[Begin DATASET RECORDS]

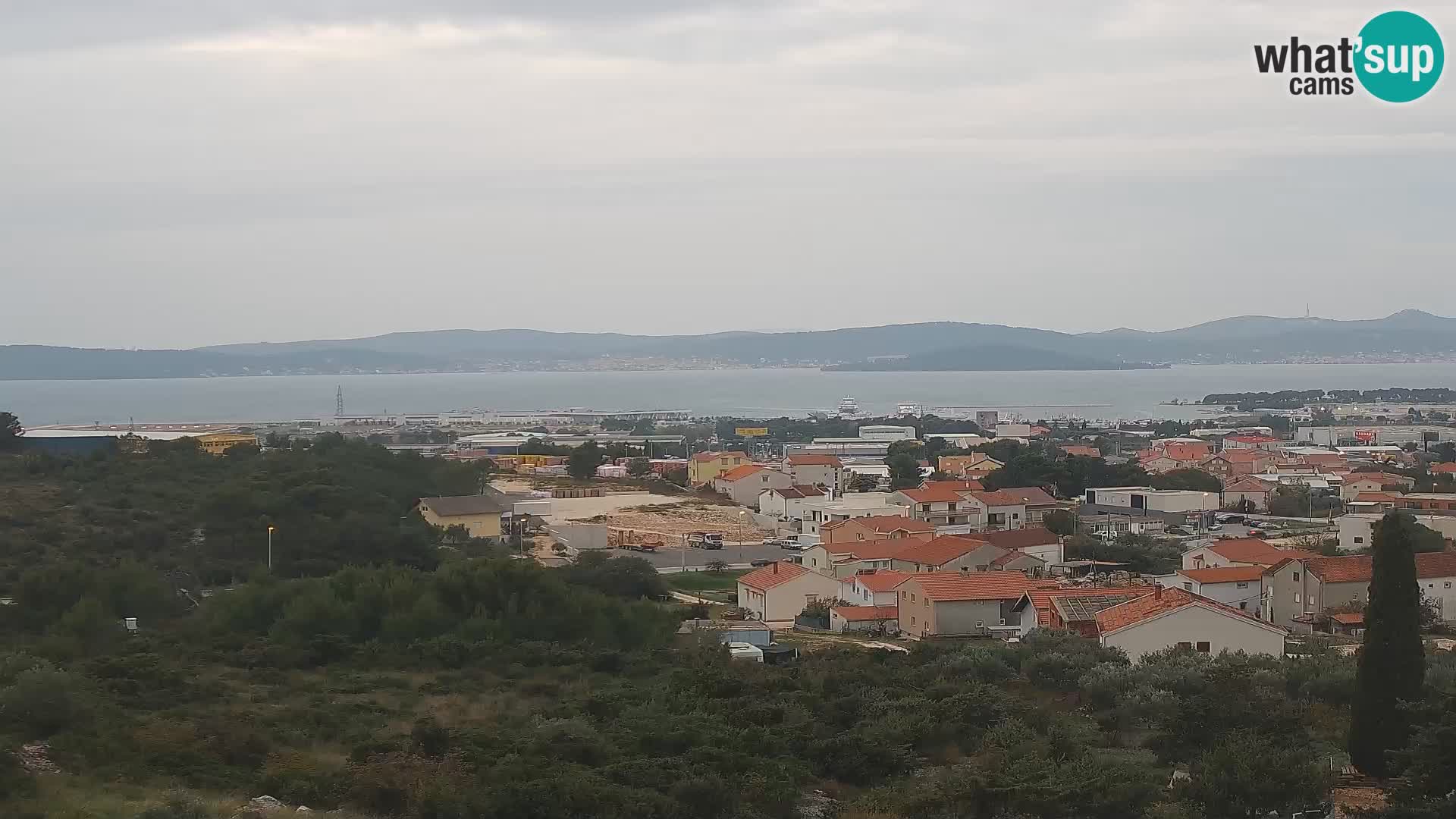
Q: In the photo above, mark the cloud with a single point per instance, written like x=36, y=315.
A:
x=654, y=155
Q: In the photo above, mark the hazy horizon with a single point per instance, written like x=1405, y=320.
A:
x=657, y=334
x=200, y=174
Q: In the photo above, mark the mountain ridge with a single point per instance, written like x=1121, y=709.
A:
x=967, y=346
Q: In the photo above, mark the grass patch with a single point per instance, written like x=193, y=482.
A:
x=705, y=580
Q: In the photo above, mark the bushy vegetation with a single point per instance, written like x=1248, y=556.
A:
x=487, y=687
x=204, y=519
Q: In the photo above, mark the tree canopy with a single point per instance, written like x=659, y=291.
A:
x=1392, y=661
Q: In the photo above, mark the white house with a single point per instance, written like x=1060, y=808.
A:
x=1237, y=586
x=873, y=586
x=1175, y=617
x=786, y=503
x=817, y=471
x=780, y=591
x=1357, y=531
x=745, y=484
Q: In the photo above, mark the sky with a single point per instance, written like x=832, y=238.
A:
x=190, y=172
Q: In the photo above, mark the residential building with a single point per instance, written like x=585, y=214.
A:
x=218, y=444
x=1178, y=618
x=479, y=515
x=780, y=591
x=960, y=604
x=745, y=484
x=875, y=528
x=1238, y=551
x=1158, y=464
x=1009, y=509
x=1071, y=608
x=877, y=620
x=1172, y=507
x=1253, y=442
x=704, y=466
x=1232, y=463
x=886, y=431
x=1357, y=528
x=940, y=507
x=957, y=485
x=974, y=465
x=1237, y=586
x=1299, y=588
x=846, y=560
x=1247, y=490
x=873, y=586
x=819, y=471
x=946, y=554
x=1357, y=483
x=1036, y=541
x=821, y=512
x=1429, y=502
x=786, y=503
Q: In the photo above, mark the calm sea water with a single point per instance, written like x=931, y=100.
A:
x=1126, y=394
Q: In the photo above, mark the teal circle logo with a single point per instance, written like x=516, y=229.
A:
x=1400, y=57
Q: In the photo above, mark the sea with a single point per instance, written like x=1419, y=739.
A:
x=756, y=394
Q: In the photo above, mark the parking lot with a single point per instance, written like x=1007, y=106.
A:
x=733, y=554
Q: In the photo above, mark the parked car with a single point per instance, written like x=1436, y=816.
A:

[End DATASET RECORDS]

*REQUEST*. Retype all of the entries above word for word, without the pictures.

*FINISHED ANSWER*.
Q: In the photo above, mark the cloud with a single point per instance, written like x=36, y=315.
A:
x=654, y=155
Q: In the photo above, mark the hazy horizon with a single point per instance, written like x=1405, y=320.
A:
x=657, y=334
x=200, y=174
Q: In the photo above, mark the mountain ridge with a single point per instance, written like x=1121, y=709.
A:
x=967, y=346
Q: In the photo above, mark the grass patch with a single point per instance, written like x=193, y=482.
A:
x=705, y=580
Q: In the photo above, mark the bushy vegetation with a single point per instance, written like x=1248, y=556.
A:
x=487, y=687
x=204, y=519
Q: In the photo above, mark the tree canopy with a single point per instance, written like x=659, y=291.
A:
x=1392, y=661
Q: In the photo above, mark the white house with a single point per instance, written like x=1060, y=808.
A:
x=1237, y=586
x=873, y=586
x=1175, y=617
x=786, y=503
x=817, y=471
x=780, y=591
x=1357, y=531
x=745, y=484
Q: In the photo above, mark the sky with a single point per instance, written like x=832, y=238.
A:
x=190, y=172
Q: In the photo above, mark the residential building with a single point per instance, written like x=585, y=214.
A:
x=218, y=444
x=1178, y=618
x=479, y=515
x=780, y=591
x=960, y=604
x=745, y=484
x=875, y=528
x=1238, y=551
x=1158, y=464
x=1009, y=509
x=1071, y=608
x=877, y=620
x=1172, y=507
x=1253, y=442
x=704, y=466
x=1232, y=463
x=886, y=431
x=1357, y=528
x=940, y=507
x=957, y=485
x=974, y=465
x=1237, y=586
x=1299, y=588
x=846, y=560
x=1247, y=490
x=873, y=586
x=819, y=471
x=946, y=554
x=1357, y=483
x=1036, y=541
x=821, y=512
x=1429, y=502
x=786, y=503
Q: In the photo above, mark the calm sea water with a single point per instance, written like x=931, y=100.
A:
x=1126, y=394
Q: In the photo above, mark the teal circle logo with a single point per instance, written like x=516, y=229.
A:
x=1400, y=57
Q: In the photo above, mark the sea with a single point per instance, written like x=1419, y=739.
A:
x=756, y=394
Q: In the photo above, mark the parking lot with a single point per instance, written like x=1007, y=106.
A:
x=733, y=554
Q: In the photo above, mark the parked car with a single point per instance, written like x=1436, y=816.
A:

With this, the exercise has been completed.